# REQUIREMENT
Every record here should be printed again exactly.
==================================================
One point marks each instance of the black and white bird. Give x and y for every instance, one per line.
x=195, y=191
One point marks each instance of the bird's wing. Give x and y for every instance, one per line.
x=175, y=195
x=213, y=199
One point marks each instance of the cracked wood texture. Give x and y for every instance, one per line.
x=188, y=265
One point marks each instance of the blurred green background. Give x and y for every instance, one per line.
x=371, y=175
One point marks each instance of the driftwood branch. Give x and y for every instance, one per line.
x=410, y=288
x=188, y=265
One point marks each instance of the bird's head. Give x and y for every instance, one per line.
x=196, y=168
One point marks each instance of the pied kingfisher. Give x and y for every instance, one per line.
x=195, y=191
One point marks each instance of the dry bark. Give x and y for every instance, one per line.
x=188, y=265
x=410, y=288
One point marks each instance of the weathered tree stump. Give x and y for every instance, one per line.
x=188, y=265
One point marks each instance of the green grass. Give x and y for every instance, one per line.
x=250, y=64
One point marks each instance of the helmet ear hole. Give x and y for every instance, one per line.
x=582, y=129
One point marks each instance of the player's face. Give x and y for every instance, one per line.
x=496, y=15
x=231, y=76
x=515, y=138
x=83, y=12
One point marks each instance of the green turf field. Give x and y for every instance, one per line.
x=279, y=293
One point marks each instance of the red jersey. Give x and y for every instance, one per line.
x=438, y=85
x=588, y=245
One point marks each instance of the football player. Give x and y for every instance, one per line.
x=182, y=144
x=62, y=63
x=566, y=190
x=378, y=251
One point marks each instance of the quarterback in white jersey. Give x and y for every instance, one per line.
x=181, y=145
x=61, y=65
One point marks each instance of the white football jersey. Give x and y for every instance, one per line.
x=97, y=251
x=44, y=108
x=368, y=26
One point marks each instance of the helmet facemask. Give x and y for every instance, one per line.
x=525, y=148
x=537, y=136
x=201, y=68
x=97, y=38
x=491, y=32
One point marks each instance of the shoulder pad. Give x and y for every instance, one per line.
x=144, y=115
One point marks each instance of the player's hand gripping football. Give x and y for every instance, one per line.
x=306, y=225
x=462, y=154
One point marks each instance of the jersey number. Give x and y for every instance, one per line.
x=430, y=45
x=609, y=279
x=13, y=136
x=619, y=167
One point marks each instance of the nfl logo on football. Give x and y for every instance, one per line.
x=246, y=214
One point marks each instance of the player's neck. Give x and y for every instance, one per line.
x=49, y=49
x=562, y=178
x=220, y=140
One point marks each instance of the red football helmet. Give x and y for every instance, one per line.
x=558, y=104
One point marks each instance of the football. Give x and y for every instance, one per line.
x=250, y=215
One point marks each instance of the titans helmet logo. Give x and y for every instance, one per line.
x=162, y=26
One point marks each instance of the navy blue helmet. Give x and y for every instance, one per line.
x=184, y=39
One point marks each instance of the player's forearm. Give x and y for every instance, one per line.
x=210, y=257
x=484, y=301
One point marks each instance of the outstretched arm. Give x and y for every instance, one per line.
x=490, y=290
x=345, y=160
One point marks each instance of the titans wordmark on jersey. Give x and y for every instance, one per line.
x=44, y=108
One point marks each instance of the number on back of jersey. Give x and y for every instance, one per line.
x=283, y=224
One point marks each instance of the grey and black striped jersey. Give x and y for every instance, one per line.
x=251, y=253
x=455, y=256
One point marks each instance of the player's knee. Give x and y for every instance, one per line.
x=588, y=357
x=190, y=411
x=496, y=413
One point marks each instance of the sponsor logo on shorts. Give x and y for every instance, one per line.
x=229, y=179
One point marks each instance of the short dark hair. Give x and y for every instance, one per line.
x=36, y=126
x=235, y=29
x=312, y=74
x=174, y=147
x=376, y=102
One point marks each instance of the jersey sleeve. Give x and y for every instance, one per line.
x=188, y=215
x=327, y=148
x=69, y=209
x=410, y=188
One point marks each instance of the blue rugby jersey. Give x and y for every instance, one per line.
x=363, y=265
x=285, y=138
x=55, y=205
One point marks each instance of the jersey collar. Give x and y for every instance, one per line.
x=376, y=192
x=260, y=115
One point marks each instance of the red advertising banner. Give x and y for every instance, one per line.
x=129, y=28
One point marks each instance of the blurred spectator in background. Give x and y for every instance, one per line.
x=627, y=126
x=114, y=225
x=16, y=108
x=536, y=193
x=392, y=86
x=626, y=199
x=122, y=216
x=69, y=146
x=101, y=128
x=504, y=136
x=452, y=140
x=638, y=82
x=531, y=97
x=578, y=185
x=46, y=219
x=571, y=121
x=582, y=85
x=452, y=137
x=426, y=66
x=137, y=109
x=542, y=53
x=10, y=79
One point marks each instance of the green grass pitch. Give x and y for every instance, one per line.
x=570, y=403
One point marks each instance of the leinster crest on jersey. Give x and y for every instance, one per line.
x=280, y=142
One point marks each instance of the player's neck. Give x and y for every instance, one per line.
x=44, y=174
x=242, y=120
==================================================
# RESULT OF THIS TASK
One point marks each instance of the black and white bird. Give x and y for every instance, one per line.
x=195, y=191
One point marks each instance of the bird's wing. Give x and y for every instance, one per line.
x=175, y=195
x=213, y=199
One point marks each instance of the cracked wood texture. Give x and y for every instance, one per line.
x=188, y=265
One point marks each instance of the blurred green background. Give x and y for every instance, one per line.
x=371, y=175
One point marks each instance of the driftwood branch. Give x and y for every instance, one per line.
x=410, y=288
x=188, y=265
One point marks each instance of the bird's head. Give x and y for every instance, one per line.
x=196, y=168
One point marks each instance of the pied kingfisher. Give x and y for every instance, one per line.
x=195, y=191
One point marks each instance of the dry bark. Give x and y for every instance, one per line.
x=188, y=265
x=410, y=288
One point marks each instance of the weathered tree stump. Give x and y for every instance, one per line.
x=188, y=265
One point marks each instance of the green grass. Give x and y for every instance, one per line.
x=250, y=64
One point marks each instance of the helmet ear hole. Give x and y for every instance, one per line.
x=582, y=129
One point marks each instance of the player's face. Give x and y for every instance, one per line.
x=496, y=15
x=231, y=76
x=515, y=138
x=83, y=12
One point marks each instance of the green turf field. Give x and y for every instance, one per line.
x=279, y=293
One point marks each instance of the red jersey. Give x and y for every instance, one per line.
x=438, y=85
x=588, y=245
One point marks each instance of the football player. Give x and y for every instance, one per line.
x=182, y=144
x=62, y=63
x=566, y=190
x=378, y=251
One point marks each instance of the quarterback in white jersey. Give x and y for every instance, one per line.
x=181, y=145
x=61, y=65
One point marks each instance of the white football jersey. Give x and y for every instance, one per line.
x=97, y=251
x=44, y=108
x=368, y=26
One point marks each instance of the helmet facemask. Give x and y for every instance, one per line.
x=525, y=148
x=537, y=136
x=201, y=68
x=97, y=38
x=491, y=32
One point marks each instance of the shoulder pad. Give x and y for every instance, one per line.
x=144, y=115
One point marks each instance of the player's hand gripping football. Give x and y for every instance, one per line.
x=306, y=225
x=462, y=154
One point marks each instance of the jersey number. Give x and y for every instance, one per line.
x=430, y=45
x=609, y=279
x=13, y=136
x=619, y=167
One point marks each instance of the nfl logo on football. Give x and y for every instance, one per line.
x=246, y=214
One point marks each instance of the player's neck. Give x and y for every instance, one per line.
x=49, y=49
x=562, y=178
x=220, y=140
One point marks each instance of the red football helmet. Give x and y for every instance, one per line.
x=558, y=104
One point marks each instance of the football. Give x and y for every instance, one per line.
x=250, y=215
One point marks each instance of the titans helmet logo. Give x and y for every instance, one per line.
x=162, y=26
One point marks each instance of the navy blue helmet. Give x and y for every instance, one per line.
x=184, y=39
One point marks each instance of the player's forearm. Give x and y for every instance, one per line.
x=210, y=257
x=484, y=301
One point marks each instance of the outstretched arm. Give x and y for every instance, one per line.
x=490, y=290
x=345, y=160
One point marks each instance of the titans wordmark on jersey. Give x and y for every instance, one per line.
x=44, y=108
One point marks each instance of the number on back of jersey. Give x and y for every instance, one per line.
x=283, y=224
One point marks each instance of the grey and black striped jersey. Give x and y for every instance, one per line.
x=251, y=253
x=455, y=256
One point marks each instance of the player's knee. Give x and y for every instance, one per line.
x=588, y=357
x=190, y=411
x=496, y=413
One point marks each instance of the sponsor logo on shorts. Give x and y for every instance, one per line.
x=229, y=179
One point marks each instance of the short dark hair. Give x and y for every instance, one per line.
x=36, y=126
x=235, y=29
x=312, y=74
x=174, y=147
x=376, y=102
One point marks each instance of the jersey sleeve. Give x and y for every instance, one per line.
x=188, y=215
x=327, y=148
x=69, y=209
x=410, y=188
One point marks each instance of the blue rugby jersey. Give x and y for every instance, one per line.
x=363, y=265
x=285, y=138
x=55, y=205
One point marks each instance of the jersey collar. Give x and y for every instance, one per line.
x=376, y=192
x=260, y=115
One point marks each instance of the red advertising banner. Give x and y for every instance, one per line.
x=129, y=28
One point marks each instance of the blurred spectator in background. Give x and y for every instance, one per line.
x=627, y=126
x=114, y=225
x=16, y=108
x=536, y=193
x=392, y=86
x=626, y=199
x=122, y=216
x=69, y=146
x=101, y=128
x=504, y=136
x=452, y=140
x=638, y=82
x=531, y=97
x=578, y=185
x=46, y=219
x=571, y=121
x=582, y=85
x=452, y=137
x=426, y=66
x=137, y=109
x=542, y=53
x=10, y=79
One point marks each instance of the green grass pitch. Give x and y for every instance, one per line.
x=570, y=403
One point marks each instance of the leinster crest on jersey. Give x and y for every instance, one per line.
x=280, y=142
One point marks each instance of the player's neck. Give x and y for every instance, one per line.
x=44, y=174
x=242, y=120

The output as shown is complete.